### INPUT
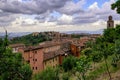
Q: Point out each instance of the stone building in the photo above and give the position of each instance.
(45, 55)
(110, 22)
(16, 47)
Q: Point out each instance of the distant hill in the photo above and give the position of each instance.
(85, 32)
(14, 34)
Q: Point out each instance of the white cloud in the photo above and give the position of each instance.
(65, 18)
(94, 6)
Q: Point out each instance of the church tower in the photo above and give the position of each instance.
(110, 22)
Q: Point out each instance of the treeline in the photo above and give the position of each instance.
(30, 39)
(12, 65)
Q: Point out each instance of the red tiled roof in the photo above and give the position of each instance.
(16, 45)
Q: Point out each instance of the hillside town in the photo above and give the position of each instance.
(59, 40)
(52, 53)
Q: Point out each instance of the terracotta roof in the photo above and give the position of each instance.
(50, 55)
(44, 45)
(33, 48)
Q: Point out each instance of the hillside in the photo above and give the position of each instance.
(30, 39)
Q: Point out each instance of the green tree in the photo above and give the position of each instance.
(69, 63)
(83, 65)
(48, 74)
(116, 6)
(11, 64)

---

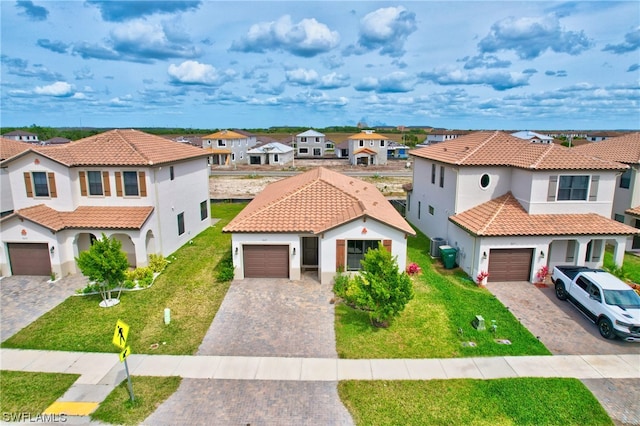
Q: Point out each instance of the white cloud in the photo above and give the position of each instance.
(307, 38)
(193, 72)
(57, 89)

* * *

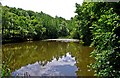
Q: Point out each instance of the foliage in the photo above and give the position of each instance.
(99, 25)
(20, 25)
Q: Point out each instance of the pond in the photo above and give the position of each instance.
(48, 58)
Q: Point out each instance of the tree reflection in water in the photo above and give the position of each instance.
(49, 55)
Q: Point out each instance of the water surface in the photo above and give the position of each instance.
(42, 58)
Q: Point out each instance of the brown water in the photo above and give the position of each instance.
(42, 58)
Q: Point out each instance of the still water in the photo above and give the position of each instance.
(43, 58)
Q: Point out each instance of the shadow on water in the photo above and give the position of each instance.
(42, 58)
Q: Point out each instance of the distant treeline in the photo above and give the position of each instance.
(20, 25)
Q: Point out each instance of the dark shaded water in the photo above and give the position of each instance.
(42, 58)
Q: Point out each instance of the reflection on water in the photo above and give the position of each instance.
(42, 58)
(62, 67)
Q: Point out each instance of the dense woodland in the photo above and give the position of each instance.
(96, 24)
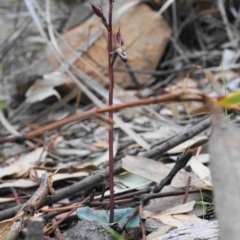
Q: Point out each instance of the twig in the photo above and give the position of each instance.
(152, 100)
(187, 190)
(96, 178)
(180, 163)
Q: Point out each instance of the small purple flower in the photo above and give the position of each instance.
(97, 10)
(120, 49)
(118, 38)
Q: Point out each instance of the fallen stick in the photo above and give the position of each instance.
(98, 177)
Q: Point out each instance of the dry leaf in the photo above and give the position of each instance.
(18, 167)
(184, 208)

### PROBLEM DESCRIPTION
Locate each line of the data above that contains the string "roof" and copy those lines out. Case counts.

### SOLUTION BELOW
Q: Point out each instance of the red tiled roof in the photo above and give the position of each instance.
Q: Point out each instance of the terracotta roof in the photo above and give the position of each instance.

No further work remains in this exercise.